• _課題_
提供された文章で感想が書かれている本は、どの出版社から出ているか。

• _提供された文章_
>>

「ISOマネジメントシステム強化書」
 ISO14001:2015 規格の歴史探訪からAnnex SLまで

2016.06.22
ISO9001とISO14001二つとも2015年に改定されて解説本もいくつも出たが、引退した身、何冊も本を買う金もなく対訳本を買っただけだ。だいぶ前に同志から三代さんの本が出たというメールがあったので買ってみた。引退してから遊びほうけていて忙しい身()、なかなかまじめに読まず、やっと二度ほど読み終え考えをまとめたので感想文を書く。

書名著者出版社ISBN初版価格
ISOマネジメントシステム
強化書
三代 義男オーム社97842742182932016.02.152,500円

著者の三代さんには二度ほど研修会で習った記憶がある。ISO9001の5日間研修と2000年版改定対応の研修だったと思う。とはいえ前者は20年前、後者でももう15年前のことで、覚えているのは三代さんが独特の襟をしたシャツを着てネクタイをしていなかったことくらいだ。

この本を読むと三代さんは、規格ありきという発想があるように思える。規格ありきというのは、規格を満たすことを優先する考えと理解してほしい。彼は供給者の立場で顧客要求を満たし品質監査で問題を起こさないようにしなければならないという立場だったからそういう発想であろうと思う。私もISO9001を担当していた時代は全く同じ立場であり同じ発想であった。

<<

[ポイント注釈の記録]
>>

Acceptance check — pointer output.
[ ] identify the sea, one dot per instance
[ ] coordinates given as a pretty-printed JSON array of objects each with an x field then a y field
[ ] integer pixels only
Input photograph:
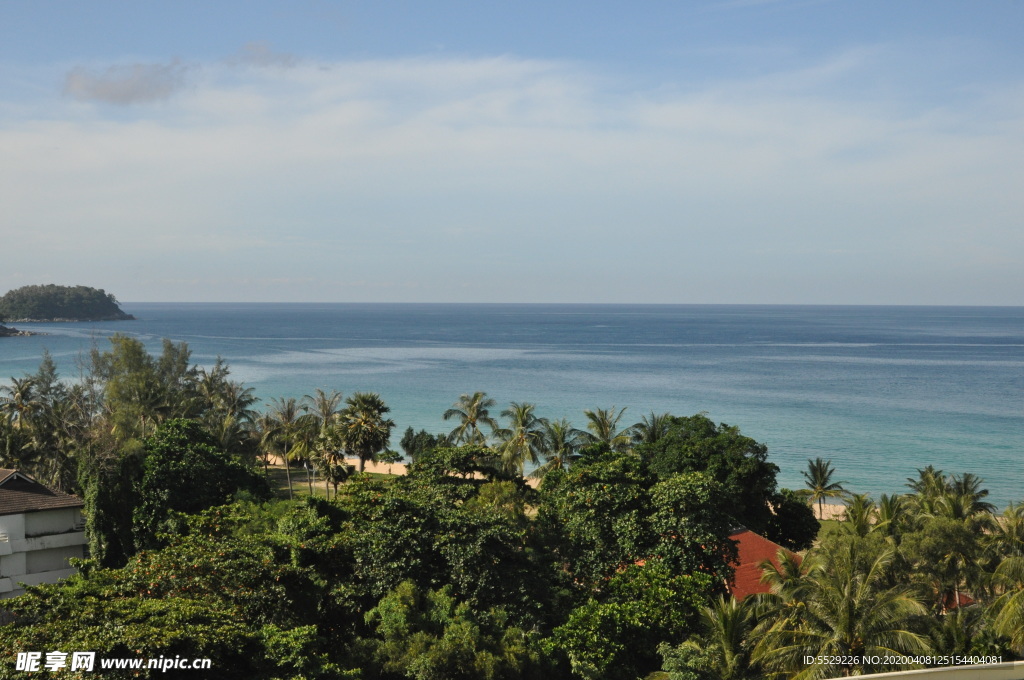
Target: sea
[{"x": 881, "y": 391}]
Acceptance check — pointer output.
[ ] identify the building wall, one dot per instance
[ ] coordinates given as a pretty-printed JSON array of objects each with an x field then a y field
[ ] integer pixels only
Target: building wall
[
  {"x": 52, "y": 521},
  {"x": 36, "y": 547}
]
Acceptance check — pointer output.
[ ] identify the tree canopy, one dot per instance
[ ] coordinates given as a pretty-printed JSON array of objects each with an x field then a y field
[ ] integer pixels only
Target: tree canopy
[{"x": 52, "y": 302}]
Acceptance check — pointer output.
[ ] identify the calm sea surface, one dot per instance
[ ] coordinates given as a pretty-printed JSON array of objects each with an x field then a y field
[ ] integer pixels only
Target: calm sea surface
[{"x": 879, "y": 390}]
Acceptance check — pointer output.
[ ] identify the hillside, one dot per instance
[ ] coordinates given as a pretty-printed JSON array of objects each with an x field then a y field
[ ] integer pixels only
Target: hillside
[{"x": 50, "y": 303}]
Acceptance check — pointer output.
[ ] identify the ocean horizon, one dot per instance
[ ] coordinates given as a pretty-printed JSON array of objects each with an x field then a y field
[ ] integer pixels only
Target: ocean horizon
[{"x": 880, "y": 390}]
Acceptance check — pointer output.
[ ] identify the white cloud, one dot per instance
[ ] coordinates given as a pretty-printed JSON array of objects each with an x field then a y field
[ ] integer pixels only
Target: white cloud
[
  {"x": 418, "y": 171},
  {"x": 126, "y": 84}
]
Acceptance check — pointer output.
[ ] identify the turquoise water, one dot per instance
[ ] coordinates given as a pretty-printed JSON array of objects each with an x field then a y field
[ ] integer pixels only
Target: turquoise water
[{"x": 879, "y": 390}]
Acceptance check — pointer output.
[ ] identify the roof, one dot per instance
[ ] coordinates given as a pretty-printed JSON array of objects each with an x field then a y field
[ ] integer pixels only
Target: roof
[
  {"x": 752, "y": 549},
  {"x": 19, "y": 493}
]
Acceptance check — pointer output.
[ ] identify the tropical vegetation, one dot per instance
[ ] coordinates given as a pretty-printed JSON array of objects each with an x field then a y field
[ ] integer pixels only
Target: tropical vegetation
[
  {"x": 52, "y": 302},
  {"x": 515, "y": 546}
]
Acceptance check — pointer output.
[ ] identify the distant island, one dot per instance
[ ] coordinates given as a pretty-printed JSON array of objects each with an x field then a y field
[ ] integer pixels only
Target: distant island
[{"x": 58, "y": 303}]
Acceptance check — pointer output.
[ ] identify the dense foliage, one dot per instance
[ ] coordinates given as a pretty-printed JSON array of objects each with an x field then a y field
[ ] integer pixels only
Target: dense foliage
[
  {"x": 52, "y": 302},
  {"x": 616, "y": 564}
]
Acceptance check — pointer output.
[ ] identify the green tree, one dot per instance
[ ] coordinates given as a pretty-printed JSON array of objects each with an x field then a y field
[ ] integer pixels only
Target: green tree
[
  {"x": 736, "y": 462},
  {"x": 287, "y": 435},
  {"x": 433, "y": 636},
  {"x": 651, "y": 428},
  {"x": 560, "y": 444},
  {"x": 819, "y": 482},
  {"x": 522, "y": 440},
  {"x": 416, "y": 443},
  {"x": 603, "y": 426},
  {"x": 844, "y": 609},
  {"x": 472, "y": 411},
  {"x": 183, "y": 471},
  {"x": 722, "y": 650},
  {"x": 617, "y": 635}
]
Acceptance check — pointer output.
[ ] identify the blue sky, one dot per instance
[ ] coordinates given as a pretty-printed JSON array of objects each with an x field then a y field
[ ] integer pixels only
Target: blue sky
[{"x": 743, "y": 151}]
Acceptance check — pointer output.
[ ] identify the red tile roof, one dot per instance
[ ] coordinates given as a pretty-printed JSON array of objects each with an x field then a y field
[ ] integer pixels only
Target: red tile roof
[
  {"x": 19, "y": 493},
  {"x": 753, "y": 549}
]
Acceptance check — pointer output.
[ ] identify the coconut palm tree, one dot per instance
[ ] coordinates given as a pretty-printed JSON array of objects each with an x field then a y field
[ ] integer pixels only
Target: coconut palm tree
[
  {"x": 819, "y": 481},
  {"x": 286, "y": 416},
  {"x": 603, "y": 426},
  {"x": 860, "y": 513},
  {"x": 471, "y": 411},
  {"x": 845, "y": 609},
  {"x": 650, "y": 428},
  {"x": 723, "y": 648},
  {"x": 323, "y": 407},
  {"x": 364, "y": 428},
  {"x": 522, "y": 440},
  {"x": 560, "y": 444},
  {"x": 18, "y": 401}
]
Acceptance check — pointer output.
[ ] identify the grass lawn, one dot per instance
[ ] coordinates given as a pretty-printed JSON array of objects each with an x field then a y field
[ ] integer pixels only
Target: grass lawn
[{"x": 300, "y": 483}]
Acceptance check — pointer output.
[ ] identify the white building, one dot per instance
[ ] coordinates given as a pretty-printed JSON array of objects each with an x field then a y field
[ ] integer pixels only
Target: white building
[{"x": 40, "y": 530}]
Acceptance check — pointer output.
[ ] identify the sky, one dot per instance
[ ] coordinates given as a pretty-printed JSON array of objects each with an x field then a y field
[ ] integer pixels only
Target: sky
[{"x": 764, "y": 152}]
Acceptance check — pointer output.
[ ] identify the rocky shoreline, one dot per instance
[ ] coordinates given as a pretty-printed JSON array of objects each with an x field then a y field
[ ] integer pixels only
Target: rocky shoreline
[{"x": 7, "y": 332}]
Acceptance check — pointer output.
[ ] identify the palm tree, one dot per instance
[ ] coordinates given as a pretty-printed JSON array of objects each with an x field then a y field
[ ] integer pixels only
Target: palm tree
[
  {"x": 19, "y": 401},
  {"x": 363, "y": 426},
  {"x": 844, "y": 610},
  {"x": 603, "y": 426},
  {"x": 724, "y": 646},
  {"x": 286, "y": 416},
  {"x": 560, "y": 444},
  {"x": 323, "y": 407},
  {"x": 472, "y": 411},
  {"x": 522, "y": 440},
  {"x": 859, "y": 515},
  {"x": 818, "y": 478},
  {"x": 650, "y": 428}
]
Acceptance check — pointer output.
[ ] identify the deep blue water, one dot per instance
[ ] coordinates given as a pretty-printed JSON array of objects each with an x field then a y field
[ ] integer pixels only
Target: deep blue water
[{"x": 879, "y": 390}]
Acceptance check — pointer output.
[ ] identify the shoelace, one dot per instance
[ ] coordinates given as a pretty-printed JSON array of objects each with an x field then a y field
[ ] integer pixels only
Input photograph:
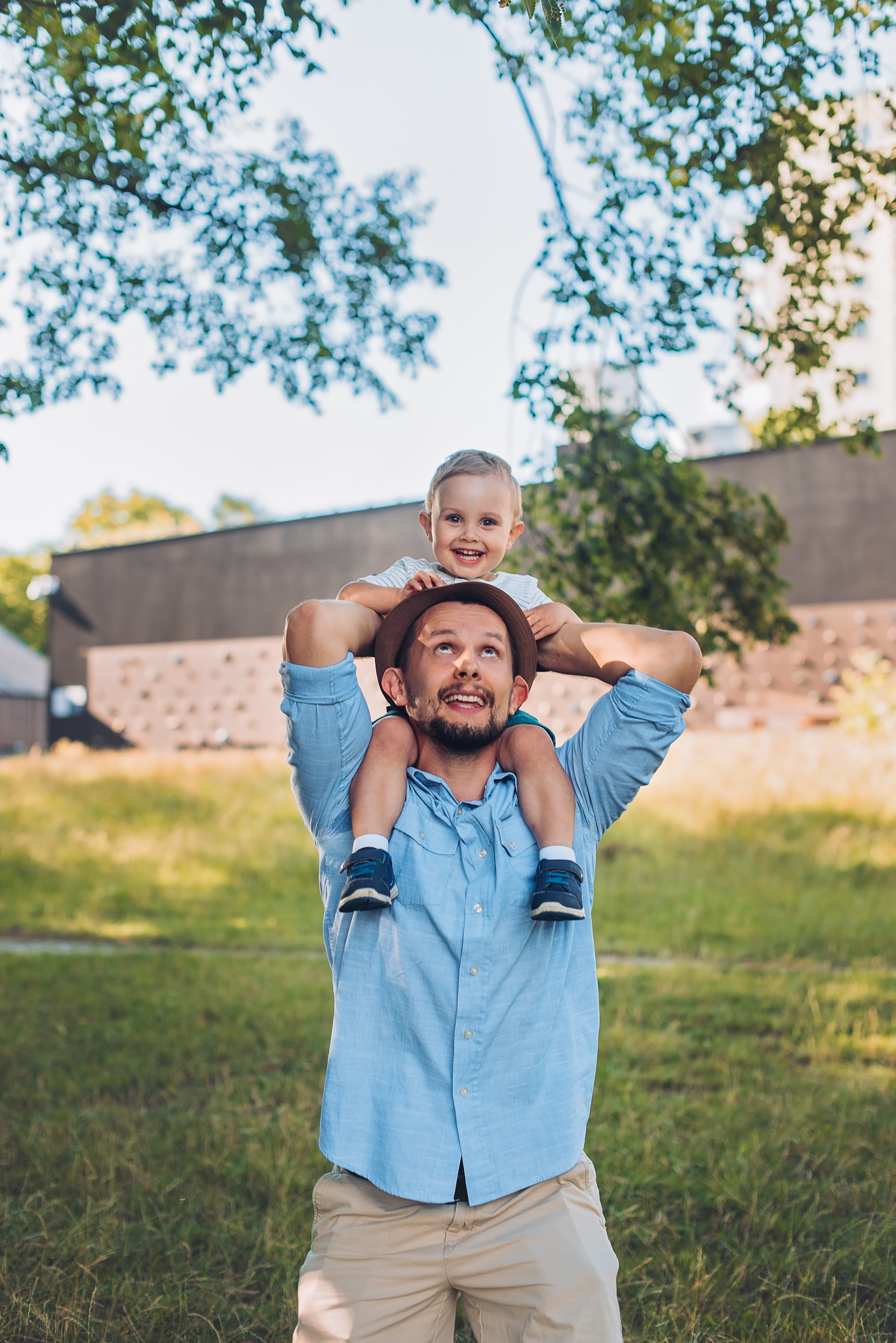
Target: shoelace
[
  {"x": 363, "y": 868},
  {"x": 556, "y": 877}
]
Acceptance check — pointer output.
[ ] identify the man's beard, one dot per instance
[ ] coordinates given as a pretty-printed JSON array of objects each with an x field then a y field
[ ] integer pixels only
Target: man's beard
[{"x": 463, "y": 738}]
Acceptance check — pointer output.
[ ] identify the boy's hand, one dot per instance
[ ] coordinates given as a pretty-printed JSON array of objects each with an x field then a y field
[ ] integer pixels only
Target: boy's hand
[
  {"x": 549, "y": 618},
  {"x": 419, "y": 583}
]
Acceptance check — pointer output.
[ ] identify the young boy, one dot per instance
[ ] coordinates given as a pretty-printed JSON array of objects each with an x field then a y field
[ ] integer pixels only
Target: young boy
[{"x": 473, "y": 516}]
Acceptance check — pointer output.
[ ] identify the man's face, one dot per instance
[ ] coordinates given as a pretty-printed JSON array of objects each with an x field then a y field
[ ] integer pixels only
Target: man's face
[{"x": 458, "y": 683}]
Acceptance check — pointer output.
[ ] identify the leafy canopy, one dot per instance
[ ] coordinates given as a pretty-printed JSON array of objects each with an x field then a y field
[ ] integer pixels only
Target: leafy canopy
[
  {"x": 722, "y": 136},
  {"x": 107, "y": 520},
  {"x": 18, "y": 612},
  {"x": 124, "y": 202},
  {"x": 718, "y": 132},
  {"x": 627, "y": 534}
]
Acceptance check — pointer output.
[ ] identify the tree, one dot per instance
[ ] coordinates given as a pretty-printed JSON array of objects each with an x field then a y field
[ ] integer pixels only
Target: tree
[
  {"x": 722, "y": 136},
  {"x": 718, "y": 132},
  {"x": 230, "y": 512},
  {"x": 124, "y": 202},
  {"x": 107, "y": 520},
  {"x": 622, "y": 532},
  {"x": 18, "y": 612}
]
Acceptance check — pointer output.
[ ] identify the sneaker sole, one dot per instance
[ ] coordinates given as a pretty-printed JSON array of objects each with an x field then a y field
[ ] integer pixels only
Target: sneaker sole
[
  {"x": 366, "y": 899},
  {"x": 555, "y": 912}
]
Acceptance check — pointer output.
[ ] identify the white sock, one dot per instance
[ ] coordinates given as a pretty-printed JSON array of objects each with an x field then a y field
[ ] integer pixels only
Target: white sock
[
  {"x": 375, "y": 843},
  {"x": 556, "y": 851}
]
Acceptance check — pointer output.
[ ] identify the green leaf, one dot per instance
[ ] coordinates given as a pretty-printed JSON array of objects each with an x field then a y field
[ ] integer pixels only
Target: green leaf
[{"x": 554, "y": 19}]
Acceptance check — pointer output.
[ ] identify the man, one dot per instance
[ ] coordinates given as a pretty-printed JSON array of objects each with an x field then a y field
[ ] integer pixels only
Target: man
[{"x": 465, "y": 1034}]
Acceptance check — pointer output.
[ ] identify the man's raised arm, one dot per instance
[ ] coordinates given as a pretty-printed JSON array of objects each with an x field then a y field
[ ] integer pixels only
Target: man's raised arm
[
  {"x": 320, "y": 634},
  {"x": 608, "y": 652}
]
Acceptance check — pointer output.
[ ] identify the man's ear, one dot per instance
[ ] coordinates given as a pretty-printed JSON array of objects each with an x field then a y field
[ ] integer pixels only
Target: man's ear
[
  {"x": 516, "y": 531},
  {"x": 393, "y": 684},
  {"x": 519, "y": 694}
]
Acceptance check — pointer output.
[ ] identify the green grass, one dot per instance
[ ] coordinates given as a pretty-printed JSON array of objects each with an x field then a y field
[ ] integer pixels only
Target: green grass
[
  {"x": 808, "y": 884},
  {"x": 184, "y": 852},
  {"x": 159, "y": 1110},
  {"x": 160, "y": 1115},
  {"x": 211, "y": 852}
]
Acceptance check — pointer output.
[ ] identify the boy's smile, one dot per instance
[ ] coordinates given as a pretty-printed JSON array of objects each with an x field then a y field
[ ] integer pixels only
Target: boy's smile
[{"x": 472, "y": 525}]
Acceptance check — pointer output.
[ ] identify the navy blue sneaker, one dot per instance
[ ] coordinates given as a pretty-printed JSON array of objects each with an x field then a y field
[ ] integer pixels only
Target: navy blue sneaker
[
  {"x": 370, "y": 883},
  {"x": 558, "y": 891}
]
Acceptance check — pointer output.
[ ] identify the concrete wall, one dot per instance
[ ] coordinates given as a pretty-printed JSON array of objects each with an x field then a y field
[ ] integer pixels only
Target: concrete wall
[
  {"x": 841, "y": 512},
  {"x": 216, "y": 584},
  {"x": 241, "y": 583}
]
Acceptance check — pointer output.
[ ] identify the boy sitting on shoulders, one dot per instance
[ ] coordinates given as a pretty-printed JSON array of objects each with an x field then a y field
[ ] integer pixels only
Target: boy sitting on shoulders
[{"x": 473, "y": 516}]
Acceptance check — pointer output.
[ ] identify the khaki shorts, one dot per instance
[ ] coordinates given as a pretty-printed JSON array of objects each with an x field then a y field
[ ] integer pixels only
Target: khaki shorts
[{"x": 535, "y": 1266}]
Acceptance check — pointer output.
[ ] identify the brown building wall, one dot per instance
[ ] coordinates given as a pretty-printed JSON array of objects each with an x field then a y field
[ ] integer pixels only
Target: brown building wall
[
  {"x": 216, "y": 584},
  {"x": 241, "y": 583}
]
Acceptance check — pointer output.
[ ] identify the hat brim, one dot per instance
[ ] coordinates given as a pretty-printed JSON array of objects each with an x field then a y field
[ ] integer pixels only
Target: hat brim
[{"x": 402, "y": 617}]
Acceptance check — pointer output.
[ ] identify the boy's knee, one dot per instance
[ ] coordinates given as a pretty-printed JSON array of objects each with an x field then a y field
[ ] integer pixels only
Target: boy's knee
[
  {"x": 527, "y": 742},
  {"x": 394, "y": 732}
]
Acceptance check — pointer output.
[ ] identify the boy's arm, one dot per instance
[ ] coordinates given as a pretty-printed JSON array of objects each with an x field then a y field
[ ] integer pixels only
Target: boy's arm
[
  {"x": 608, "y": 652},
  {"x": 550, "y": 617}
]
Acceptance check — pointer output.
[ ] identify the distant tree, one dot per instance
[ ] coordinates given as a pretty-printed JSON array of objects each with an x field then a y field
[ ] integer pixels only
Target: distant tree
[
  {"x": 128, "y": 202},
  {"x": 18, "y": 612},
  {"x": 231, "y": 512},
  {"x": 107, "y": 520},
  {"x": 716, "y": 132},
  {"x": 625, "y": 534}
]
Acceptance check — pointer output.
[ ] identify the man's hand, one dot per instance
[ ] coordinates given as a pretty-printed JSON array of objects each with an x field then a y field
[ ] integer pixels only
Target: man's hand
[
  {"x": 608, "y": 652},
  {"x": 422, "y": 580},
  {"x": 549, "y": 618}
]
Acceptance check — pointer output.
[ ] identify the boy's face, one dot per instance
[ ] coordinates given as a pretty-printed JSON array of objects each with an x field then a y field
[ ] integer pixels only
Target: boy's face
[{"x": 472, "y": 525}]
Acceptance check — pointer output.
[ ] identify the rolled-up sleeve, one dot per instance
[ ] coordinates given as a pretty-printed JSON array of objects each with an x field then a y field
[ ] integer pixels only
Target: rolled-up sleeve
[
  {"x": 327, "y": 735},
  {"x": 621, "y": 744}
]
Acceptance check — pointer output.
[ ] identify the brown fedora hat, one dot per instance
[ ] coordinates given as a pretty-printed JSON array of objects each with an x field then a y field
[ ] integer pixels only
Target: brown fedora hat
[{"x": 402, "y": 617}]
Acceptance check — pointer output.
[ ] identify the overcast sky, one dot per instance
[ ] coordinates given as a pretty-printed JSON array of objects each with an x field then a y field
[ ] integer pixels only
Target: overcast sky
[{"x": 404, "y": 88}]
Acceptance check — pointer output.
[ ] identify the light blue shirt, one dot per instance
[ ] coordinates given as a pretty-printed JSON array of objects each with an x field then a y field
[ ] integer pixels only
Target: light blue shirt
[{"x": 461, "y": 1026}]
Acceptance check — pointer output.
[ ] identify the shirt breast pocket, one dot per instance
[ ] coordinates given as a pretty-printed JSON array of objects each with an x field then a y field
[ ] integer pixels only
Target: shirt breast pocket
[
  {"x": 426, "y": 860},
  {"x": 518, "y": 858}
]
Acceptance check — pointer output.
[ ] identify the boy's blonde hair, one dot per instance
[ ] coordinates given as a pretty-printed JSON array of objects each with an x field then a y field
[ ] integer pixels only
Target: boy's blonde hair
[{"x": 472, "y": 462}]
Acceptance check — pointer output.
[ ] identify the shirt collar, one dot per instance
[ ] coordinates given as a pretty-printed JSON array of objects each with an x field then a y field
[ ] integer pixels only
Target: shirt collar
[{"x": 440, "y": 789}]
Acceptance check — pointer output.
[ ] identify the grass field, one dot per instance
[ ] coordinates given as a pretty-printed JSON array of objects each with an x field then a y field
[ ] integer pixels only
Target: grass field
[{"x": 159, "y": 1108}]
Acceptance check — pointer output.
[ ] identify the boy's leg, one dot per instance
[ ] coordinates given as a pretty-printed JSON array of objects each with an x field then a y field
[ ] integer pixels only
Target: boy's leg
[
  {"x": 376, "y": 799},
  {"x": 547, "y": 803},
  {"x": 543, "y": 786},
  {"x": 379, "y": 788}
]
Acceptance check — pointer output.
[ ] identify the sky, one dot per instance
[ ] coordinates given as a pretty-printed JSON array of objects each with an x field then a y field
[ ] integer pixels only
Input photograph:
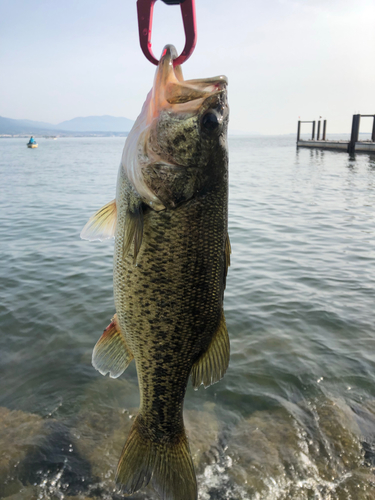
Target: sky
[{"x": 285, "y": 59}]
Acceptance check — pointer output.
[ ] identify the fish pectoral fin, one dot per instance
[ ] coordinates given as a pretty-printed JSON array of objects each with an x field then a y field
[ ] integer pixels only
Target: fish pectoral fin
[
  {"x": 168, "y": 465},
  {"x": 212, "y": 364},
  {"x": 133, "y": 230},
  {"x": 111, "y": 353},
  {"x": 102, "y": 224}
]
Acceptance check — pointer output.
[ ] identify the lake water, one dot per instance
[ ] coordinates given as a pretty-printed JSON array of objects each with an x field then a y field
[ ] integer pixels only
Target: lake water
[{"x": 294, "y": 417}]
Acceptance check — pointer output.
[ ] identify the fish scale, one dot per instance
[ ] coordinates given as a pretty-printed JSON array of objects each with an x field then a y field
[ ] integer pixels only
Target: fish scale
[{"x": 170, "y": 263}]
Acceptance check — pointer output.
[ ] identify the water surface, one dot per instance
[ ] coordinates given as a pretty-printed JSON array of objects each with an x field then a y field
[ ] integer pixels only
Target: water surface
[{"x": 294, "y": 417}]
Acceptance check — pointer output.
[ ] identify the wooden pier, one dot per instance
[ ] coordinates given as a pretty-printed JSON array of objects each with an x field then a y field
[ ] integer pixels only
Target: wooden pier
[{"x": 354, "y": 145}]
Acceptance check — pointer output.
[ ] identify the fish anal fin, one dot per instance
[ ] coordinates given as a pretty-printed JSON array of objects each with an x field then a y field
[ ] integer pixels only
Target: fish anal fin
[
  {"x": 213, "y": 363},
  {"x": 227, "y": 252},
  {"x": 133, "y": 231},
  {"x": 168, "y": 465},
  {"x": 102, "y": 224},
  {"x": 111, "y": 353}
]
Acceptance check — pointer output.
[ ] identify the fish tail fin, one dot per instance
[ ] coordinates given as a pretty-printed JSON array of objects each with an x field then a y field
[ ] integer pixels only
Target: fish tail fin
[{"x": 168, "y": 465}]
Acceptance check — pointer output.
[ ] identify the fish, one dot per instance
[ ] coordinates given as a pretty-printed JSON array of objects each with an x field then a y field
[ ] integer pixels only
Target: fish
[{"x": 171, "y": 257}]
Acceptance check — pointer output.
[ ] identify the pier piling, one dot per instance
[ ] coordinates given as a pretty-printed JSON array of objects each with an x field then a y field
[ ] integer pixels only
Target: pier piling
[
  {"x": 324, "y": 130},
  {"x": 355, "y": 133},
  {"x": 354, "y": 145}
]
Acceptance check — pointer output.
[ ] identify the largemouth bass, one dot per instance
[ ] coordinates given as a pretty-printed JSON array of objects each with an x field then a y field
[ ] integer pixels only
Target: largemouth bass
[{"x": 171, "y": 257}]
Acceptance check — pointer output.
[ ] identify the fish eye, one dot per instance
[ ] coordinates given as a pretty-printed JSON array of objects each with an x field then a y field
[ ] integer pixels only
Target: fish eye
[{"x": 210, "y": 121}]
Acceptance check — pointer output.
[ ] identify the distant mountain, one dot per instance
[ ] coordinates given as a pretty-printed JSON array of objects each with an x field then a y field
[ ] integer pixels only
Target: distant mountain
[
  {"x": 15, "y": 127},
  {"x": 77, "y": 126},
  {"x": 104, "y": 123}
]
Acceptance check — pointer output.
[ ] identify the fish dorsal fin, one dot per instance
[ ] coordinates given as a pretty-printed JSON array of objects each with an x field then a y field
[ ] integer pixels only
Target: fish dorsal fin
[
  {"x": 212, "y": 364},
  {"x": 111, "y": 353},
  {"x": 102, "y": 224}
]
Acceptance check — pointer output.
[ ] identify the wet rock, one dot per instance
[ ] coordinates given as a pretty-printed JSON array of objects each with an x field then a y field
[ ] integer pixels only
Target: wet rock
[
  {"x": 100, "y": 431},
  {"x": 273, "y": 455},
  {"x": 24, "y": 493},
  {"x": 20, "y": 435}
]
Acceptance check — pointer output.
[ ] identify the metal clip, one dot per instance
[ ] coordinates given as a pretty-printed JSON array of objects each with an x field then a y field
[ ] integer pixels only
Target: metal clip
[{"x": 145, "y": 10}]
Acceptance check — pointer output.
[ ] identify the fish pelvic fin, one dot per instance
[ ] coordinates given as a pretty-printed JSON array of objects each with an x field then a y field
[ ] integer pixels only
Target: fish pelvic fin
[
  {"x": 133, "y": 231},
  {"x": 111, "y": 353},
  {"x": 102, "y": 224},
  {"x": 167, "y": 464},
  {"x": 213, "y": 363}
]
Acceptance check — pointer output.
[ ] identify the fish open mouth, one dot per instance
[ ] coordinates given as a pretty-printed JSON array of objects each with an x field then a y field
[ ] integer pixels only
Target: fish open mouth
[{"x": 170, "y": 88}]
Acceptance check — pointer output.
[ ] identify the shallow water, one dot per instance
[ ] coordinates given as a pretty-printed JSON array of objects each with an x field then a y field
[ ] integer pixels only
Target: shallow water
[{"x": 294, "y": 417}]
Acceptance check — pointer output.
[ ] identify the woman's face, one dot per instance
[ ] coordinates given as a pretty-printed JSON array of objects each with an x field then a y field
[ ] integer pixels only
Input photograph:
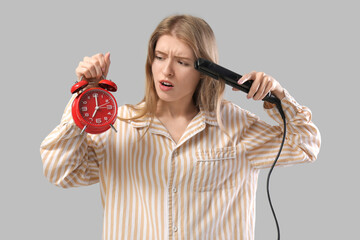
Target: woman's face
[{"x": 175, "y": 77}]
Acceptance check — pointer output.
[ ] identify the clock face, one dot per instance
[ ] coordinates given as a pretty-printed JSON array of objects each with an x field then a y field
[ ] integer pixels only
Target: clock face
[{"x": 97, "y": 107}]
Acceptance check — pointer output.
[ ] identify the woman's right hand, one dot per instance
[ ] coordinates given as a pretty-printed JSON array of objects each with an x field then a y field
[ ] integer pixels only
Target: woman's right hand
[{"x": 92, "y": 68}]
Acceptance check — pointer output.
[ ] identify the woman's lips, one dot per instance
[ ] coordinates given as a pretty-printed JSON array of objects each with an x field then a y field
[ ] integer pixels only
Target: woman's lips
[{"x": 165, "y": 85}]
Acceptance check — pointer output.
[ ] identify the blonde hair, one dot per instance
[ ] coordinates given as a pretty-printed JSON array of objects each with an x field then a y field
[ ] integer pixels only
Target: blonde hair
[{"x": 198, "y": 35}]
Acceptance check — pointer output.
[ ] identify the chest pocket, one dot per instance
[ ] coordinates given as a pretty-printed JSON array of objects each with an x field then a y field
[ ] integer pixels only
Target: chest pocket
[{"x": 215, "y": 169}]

<<

• _解答_
オーム社から出ている。